# WHAT TO PRODUCE
Rewrite the lines below as a numbered list, leaving out any blank lines.

# MATERIAL
┄┄┄┄┄┄

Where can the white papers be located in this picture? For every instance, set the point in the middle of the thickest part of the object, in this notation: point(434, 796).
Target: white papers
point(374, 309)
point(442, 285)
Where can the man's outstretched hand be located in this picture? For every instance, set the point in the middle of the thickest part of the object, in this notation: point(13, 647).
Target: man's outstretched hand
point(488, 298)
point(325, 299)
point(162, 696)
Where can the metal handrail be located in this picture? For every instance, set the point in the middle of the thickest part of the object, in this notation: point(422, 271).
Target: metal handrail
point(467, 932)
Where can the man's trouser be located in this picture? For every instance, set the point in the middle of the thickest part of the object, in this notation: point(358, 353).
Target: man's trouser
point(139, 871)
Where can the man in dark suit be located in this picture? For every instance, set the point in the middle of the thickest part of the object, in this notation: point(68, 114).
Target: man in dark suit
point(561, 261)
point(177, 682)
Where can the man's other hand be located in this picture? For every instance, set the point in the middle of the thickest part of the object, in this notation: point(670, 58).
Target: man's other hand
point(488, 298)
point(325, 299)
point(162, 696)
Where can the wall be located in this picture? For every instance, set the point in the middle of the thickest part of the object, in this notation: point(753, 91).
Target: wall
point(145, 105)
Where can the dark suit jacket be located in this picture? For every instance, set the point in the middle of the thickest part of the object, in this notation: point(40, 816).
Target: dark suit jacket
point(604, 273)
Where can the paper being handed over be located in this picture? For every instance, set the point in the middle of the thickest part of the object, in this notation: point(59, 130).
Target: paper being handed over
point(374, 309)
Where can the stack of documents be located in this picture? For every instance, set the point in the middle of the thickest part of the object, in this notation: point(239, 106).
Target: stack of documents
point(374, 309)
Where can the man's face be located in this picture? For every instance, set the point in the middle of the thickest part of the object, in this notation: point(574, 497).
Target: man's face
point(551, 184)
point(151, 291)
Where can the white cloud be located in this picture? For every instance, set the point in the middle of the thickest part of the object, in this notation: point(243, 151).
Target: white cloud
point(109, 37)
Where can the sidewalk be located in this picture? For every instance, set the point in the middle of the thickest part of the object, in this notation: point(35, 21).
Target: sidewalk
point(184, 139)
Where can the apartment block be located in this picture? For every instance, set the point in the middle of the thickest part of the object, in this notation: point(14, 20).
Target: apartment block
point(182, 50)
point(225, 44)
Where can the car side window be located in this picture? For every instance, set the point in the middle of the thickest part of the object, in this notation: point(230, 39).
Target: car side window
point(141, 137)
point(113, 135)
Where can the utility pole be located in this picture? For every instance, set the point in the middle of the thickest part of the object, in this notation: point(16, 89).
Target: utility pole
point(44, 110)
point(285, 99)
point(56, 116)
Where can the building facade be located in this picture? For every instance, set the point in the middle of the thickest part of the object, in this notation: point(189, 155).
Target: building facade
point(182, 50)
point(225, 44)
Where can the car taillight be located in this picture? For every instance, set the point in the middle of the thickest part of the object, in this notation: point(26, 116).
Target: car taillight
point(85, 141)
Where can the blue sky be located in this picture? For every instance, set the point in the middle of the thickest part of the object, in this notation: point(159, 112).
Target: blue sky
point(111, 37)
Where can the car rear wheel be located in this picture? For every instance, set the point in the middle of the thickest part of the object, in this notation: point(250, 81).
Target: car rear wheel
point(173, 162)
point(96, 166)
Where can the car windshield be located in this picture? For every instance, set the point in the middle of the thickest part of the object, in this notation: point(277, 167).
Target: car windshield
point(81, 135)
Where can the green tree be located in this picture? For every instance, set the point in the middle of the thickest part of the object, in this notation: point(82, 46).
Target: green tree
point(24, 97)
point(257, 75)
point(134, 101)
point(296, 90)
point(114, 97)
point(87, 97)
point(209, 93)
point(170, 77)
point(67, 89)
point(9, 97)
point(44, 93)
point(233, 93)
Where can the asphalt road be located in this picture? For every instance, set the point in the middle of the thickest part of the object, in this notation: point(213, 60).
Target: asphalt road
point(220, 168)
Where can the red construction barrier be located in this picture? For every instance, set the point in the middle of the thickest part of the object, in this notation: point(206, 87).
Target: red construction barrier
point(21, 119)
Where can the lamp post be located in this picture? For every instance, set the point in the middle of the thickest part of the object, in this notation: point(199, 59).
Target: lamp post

┄┄┄┄┄┄

# RESULT OF THE EXERCISE
1. Where can the white papers be located in this picture? For every instance, set the point in the middle of the thickest part of the object, in this notation: point(434, 796).
2. Target: white papers
3. point(374, 309)
4. point(442, 285)
5. Where can the man's outstretched hand be located in this picture? For every instance, set the point in the middle of the thickest part of the object, in this notation: point(13, 647).
6. Target: man's outstretched hand
7. point(488, 298)
8. point(325, 299)
9. point(162, 696)
10. Where can the metal handrail be located in this picture? For every instance, set the point in the middle of the thickest part of the object, in this notation: point(422, 271).
11. Target: metal handrail
12. point(467, 932)
13. Where can the man's trouser be located in this picture? For every instance, set the point in the middle of the thickest part of the object, in this notation: point(358, 353).
14. Target: man's trouser
15. point(139, 871)
16. Where can the man in dark suit be located in this picture? For every instance, set the point in the middle of the thickest part of the object, in this notation: point(68, 114).
17. Target: man in dark suit
18. point(561, 261)
19. point(177, 682)
20. Where can the man's other hand be located in this picture? For every instance, set the point in the middle of the thickest part of the object, in this notation: point(670, 58).
21. Target: man's other hand
22. point(488, 298)
23. point(325, 299)
24. point(162, 696)
25. Where can the wall be located in this picture? For every instance, set the point in the middle of the thickest part of the object, in this notation: point(753, 91).
26. Target: wall
27. point(145, 105)
28. Where can the dark suit jacket be located in this picture? For every instance, set the point in the middle of the thickest part of the object, in this notation: point(40, 816).
29. Target: dark suit jacket
30. point(604, 273)
31. Where can the paper being handed over be located in this picture? For every instance, set the point in the middle of the thickest part of the object, in this notation: point(59, 130).
32. Target: paper being handed over
33. point(374, 309)
34. Where can the stack of documents be located in this picture? For every instance, set the point in the middle of the thickest part of the object, in this notation: point(239, 106).
35. Target: stack of documents
36. point(374, 309)
37. Where can the man's face be located in this picture? For every instance, set the point in the middle of the thickest part of the object, in this notation: point(574, 497).
38. Target: man's face
39. point(551, 184)
40. point(151, 291)
41. Where can the white cloud be located in this picture? For every instance, set the point in the middle of the thickest part of the object, in this notation: point(243, 151).
42. Target: white cloud
43. point(109, 37)
44. Where can the sidewalk be located in this picture? For every instance, set the point in the middle of the thickest part of the object, in this notation: point(35, 21).
45. Target: sidewalk
46. point(184, 139)
47. Where can the apartment block be located in this picture? For every instance, set the point in the middle of the thickest part of the object, in this notation: point(14, 20).
48. Target: apartment block
49. point(182, 50)
50. point(225, 44)
51. Where can the car side window be located in this picture? For every instance, set the point in the middle of the thickest part of the object, in this notation: point(230, 39).
52. Target: car side window
53. point(141, 137)
54. point(113, 135)
55. Where can the utility pole be located in this picture? For every instance, set the point in the middle of the thickest part of the object, in this notation: point(16, 89).
56. Target: utility pole
57. point(44, 110)
58. point(285, 99)
59. point(56, 116)
60. Where can the building facade be located in this picture? For every instance, set the point in the middle of the thickest part of the object, in this notation: point(189, 155).
61. Target: building facade
62. point(182, 50)
63. point(225, 44)
64. Where can the car taillight be located in this picture? For every instance, set the point in the middle of the thickest part of the object, in this notation: point(26, 116).
65. Target: car taillight
66. point(85, 141)
67. Where can the blue sky be located in this picture? For every instance, set the point in the middle of the thickest part of the object, in this notation: point(159, 112).
68. Target: blue sky
69. point(111, 37)
70. Where can the car rear wheel be located in this picture? For every instance, set the point in the middle of the thickest part of the object, in this notation: point(250, 81).
71. Target: car rear wheel
72. point(173, 162)
73. point(96, 166)
74. Where can the car windshield be located in this picture? For every instance, set the point in the middle of the thickest part of the object, in this notation: point(277, 167).
75. Target: car windshield
76. point(81, 135)
77. Where can the green tree be located in this picture? For every instance, set the point in the middle of the thickest part of the object, in this notation: point(82, 46).
78. Target: green tree
79. point(24, 97)
80. point(257, 75)
81. point(134, 101)
82. point(296, 90)
83. point(114, 97)
84. point(87, 97)
85. point(209, 93)
86. point(170, 77)
87. point(67, 89)
88. point(9, 97)
89. point(44, 93)
90. point(233, 93)
91. Where can the asphalt road be located in this picture? For every instance, set the point in the middle of the thickest part of the object, in this notation: point(213, 60).
92. Target: asphalt road
93. point(220, 168)
94. Where can the red construction barrier be located in this picture? For every instance, set the point in the middle of the thickest part of the object, in this notation: point(206, 87).
95. Target: red construction barrier
96. point(21, 119)
97. Where can the lamp post be located in this picture? For every instance, set the point in the middle of the thickest part of the object, in this notation: point(199, 59).
98. Target: lamp post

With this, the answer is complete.